> _Written problem 1_: Give the full name of every person named in the passage on the wage board appointments.

Petitioners attack the appointment to the board of: Jules J. Schwartz, Director of Industrial and Public Relations for Food Fair Stores, Inc., one of the largest employers in the State engaged in a retail business, with stores from West New York to Atlantic City; and Reese Davis, the operator of a drug store in Morristown, employing, from the affected class, three women and no minors. The third employer representative, the one to whom no objection is taken, is Philip W. Schindel. Parenthetically we might note, while mentioning the composition of the board, that the three public members are: Rabbi Ely E. Pilchik, the chairman of the board; Dr. Arthur Lesser, professor of economics at Stevens Institute; and Dr. Howard Ludlow, assistant professor in the School of Business Administration, Seton Hall University.

The ground of petitioners' attack is that Schwartz and Davis were not "selected so far as practicable from nominations submitted by the employers" (N.J.S.A. 34:11-40, supra). On September 21, 1955, the Commissioner of Labor and Industry gave notice that he was about to appoint the wage board. During the previous summer, in anticipation of this, his subordinate, the Director of the Wage and Hour Bureau, had asked Schwartz (whom he had seen six years before in connection with some matters, but not since) to have Food Fair Stores, Inc. nominate himself (Schwartz) or some one else to serve on the board as an employer member. To that end the Director had even prepared a nominating petition and had it signed on Schwartz' behalf. However Schwartz did not want to serve, and the petition itself was

[46 NJSuper Page 52]

lost or destroyed. Schwartz suggested the appointment of a subordinate of his, to whom the Commissioner wrote on October 21, 1955, asking him to serve. Thereafter Schwartz heard that the proposed wage order might result in the loss of the 45-hour work week, provided for in Food Fair's North Jersey labor contract; and much upset over this, which he thought would have a very definite adverse effect upon his company, he in a telephone conversation with the Director agreed to serve in his subordinate's place. The Director then on his own undertook to have prepared in Schwartz' behalf a second nominating petition, dated a month later, signed by four individuals, at least three of whom did not know Schwartz.

The attack upon Davis' appointment is based upon the fact that the Director, who incidentally had known Davis' father and uncles well, secured on his own initiative Davis' agreement to serve, and thereafter, also on his own initiative, obtained a letter nominating Davis, signed by another Morristown employer known to the Director. It is to be noted, too, that a couple of months earlier a representative of the Wage and Hour Bureau had called on Davis and ascertained that the minimum wage he paid was $1 an hour.

(Excerpts of location labeling data)
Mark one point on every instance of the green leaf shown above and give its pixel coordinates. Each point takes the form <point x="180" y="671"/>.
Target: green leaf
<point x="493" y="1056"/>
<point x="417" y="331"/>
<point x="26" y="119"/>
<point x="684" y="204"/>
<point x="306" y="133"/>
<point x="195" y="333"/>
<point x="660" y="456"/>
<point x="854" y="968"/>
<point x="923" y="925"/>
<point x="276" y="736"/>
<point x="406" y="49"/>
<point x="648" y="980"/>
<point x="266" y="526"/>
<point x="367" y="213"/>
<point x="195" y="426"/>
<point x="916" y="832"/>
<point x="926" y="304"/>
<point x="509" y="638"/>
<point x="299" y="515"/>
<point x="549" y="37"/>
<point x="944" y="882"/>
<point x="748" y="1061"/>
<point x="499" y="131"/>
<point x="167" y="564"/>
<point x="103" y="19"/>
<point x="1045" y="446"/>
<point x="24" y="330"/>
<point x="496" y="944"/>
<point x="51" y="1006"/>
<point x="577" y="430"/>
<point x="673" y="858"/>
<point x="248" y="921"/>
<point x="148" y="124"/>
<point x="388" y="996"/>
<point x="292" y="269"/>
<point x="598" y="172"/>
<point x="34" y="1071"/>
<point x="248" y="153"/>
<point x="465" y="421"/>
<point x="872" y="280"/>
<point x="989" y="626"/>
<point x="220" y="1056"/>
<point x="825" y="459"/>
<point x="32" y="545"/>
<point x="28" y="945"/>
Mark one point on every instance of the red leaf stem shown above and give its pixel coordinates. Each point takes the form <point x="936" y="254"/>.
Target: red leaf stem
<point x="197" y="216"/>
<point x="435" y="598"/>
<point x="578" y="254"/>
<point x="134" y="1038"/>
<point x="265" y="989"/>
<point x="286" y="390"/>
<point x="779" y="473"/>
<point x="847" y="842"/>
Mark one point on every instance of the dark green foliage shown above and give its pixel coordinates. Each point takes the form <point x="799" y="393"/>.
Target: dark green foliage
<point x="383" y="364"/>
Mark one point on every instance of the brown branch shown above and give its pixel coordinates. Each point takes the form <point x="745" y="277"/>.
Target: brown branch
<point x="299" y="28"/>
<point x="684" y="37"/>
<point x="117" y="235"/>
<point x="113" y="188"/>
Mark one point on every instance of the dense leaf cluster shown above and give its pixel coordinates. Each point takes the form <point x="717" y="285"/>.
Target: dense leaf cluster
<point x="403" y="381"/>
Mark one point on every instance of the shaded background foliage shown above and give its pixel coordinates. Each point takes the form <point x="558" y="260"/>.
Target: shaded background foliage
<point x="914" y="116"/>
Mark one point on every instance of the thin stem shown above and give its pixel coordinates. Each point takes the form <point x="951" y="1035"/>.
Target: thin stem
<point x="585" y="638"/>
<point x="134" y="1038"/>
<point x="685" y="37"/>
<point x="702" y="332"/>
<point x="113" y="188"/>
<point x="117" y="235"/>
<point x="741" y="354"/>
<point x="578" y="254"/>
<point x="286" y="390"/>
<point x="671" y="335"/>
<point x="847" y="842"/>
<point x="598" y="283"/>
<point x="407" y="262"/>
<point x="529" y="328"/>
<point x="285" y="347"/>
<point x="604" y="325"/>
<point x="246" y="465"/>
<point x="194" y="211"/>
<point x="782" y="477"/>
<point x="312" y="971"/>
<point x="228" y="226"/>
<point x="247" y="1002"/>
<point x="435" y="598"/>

> _Written problem 2_: Rewrite the entries from the line containing "Mark one point on every instance of the dense" through the end of the entries, putting "slender stem" in place of "thin stem" and changing nothing else. Return only those lines.

> _Finished answer 1_:
Jules J. Schwartz
Reese Davis
Philip W. Schindel
Ely E. Pilchik
Arthur Lesser
Howard Ludlow

> _Finished answer 2_:
Mark one point on every instance of the dense leaf cluster shown above and give its pixel coordinates. Each point takes the form <point x="717" y="285"/>.
Target: dense leaf cluster
<point x="403" y="381"/>
Mark one point on every instance of the shaded background foliage shown above and give its pixel coordinates. Each point takes the form <point x="558" y="260"/>.
Target: shaded background foliage
<point x="914" y="116"/>
Mark one point on every instance of the slender stem shown above and give its pixel coordinates. Each point takes the form <point x="951" y="1035"/>.
Target: slender stem
<point x="585" y="638"/>
<point x="134" y="1038"/>
<point x="685" y="37"/>
<point x="702" y="332"/>
<point x="113" y="188"/>
<point x="117" y="235"/>
<point x="741" y="354"/>
<point x="578" y="254"/>
<point x="286" y="390"/>
<point x="671" y="335"/>
<point x="847" y="842"/>
<point x="598" y="283"/>
<point x="407" y="262"/>
<point x="529" y="328"/>
<point x="285" y="347"/>
<point x="604" y="325"/>
<point x="246" y="465"/>
<point x="194" y="211"/>
<point x="782" y="477"/>
<point x="312" y="971"/>
<point x="228" y="226"/>
<point x="247" y="1002"/>
<point x="435" y="598"/>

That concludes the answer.